Quote the passage of the piano studio blog post starting with "Wednesday, April 29, 2009" and going on through "the Choral Fanatasy.".

Page ->
-- BEGIN --
The studio has taken on lots of projects and provided music outside the school on several occasions. In studio class, we surveyed the works of Beethoven first semester and Russian piano music second semester. We also went out for pizza and got acquainted with the pipe organ at First Baptist Ahoskie. Mark, Josiah, and Terrell played for church worship services, revival services, gospel choir, Christmas concerts, Chowan New Music days, performances of their own music, the Undergraduated Research Conference, jazz ensembles, and the first-ever Chowan University Relay for Life Pianothon.

In addition to all these piano activities, Dr. Guthrie made it possible for us to hear Bach and Telemann on harpsichord and an array of music on the virginal. Dr. Guthrie also played a colorful and powerful organ recital at Murfreesboro Methodist, and organist and alumna Fay Monroe shared a worshipful afternoon with us at Murfreesboro Baptist.

Dr. Guthrie also arranged for the NACUSA national conference to take place here at Chowan this year. That was a day full of concerts of new music that included chamber and solo works for pianists as well.

Yet another pianist who spent time with us this year was composer/activist Stefan Waligur who presented his Celtic Mass at FBC Ahoskie around Christmas time. He visited our first-year theory class and asked us a probing question that we should continue asking ourselves:
"What are you doing with your music?"

Wednesday, April 29, 2009

Beethoven's Choral Fantasy

I have recently joined an exclusive club. In fact, I'm not sure I know any other members. I am pianist who has played the Choral Fantasy as a pianist and as a violist. I know Beethoven also played viola, but I doubt he ever played it in a performance of the Choral Fanatasy.

On Monday night, our Chowan performance season had its great conclusion with the majority of our music students and faculty, as well as a number of members of the Virginia Symphony, performing Schubert's Mass in G Major and Beethoven's Choral Fantasy. These "Masterworks Concerts" are terrific projects that bring the year to a rousing close and expose students and community to grand musical experiences that they can't find anywhere else in our region.

My friend, Jeff Prillaman, sang in the performance and suggested that I write a paper on playing the Fantasy as a pianist on the viola. I might make a more formal presentation of this at some point, but for now, I want to share my experiences here.

I was seated directly behind the piano (on the bass side) and the lid of the piano was off. This was a more more powerful and compelling sonic experiecne than sitting at the keyboard with a board (the music rack) between me and the strings.

Adding to the effect of power was the fact that I was surrounded by sound and the viola vibrated sympathetically in my hands.

From my violistic vantage point, the structure of the opening of the piece became much clearer to me. The opening measure, which I understand as a Beethoven in his monumental defiant mood (but am usually tempted to dismiss as simply a tonic chord) really came to life as Beethoven setting into motion three registers of the piano. The low, middle, and high sounds are clearly experienced as different locations, different choirs, from behind the piano with the lid off.

My use of the term "choirs" just now makes me start to wonder if that is the real meaning of this being a "choral fantasy," not just the fact that it has an actual vocal choir at the end. After all, once Beethoven starts repeating his "Ode to Joy" tune, he organizes the orchestra into choirs of double winds, clarinets, horns, etc. all accompanied by piano, and then there is a choir of vocal solosists, then the full choir.
-- END --
Material provided ->
-- BEGIN --
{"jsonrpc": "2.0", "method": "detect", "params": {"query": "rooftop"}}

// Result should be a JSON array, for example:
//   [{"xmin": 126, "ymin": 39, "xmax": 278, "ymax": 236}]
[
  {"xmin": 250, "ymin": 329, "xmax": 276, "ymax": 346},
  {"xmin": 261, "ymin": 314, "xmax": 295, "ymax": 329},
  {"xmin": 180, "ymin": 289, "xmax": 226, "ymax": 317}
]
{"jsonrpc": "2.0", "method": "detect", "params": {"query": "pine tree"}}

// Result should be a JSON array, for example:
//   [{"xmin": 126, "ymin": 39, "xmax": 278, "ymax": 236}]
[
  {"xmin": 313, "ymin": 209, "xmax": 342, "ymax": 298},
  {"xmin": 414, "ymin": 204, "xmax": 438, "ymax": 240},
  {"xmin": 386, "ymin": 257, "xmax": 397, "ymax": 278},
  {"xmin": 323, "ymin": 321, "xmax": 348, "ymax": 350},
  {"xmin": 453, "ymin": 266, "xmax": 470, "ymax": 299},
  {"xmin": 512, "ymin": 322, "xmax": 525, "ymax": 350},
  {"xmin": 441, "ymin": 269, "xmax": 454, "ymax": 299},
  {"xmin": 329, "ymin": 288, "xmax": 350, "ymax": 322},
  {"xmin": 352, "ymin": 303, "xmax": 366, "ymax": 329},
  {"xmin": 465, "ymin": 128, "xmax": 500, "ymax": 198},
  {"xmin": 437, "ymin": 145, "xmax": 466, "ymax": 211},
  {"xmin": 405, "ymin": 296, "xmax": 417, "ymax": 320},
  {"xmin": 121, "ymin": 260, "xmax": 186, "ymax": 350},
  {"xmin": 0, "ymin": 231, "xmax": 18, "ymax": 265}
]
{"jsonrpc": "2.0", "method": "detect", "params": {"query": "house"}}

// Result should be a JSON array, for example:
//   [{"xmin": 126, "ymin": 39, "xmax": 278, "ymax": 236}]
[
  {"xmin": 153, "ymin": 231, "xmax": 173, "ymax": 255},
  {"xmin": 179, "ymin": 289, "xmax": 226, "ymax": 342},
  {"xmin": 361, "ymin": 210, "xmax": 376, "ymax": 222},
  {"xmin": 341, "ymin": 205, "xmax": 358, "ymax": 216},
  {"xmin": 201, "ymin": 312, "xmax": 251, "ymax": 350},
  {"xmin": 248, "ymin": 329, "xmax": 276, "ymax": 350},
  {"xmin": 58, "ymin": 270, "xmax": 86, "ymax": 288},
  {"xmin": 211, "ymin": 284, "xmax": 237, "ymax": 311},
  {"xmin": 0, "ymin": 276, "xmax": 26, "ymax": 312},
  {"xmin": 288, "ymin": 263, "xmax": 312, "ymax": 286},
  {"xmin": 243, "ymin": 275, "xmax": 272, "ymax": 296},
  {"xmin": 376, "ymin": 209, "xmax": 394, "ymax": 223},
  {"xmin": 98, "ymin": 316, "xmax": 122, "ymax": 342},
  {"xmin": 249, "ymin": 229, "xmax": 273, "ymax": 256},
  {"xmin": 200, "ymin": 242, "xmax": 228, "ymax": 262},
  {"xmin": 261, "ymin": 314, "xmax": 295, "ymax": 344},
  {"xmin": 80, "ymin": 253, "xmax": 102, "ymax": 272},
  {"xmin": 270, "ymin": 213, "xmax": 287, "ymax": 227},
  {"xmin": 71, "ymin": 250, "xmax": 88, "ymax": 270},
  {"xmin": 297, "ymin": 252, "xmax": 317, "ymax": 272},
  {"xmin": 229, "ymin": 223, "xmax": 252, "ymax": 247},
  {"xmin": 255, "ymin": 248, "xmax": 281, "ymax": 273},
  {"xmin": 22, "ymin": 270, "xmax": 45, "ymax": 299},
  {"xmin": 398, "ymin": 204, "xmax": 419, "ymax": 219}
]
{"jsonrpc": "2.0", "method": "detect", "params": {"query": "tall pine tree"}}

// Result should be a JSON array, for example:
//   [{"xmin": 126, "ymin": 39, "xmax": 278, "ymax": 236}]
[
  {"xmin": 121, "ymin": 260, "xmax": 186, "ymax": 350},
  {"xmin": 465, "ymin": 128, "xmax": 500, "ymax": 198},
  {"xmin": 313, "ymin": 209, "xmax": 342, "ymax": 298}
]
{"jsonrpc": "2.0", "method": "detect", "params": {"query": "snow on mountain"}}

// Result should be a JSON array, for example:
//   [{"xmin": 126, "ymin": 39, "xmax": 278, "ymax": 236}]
-- END --
Final result ->
Wednesday, April 29, 2009

Beethoven's Choral Fantasy

I have recently joined an exclusive club. In fact, I'm not sure I know any other members. I am pianist who has played the Choral Fantasy as a pianist and as a violist. I know Beethoven also played viola, but I doubt he ever played it in a performance of the Choral Fanatasy.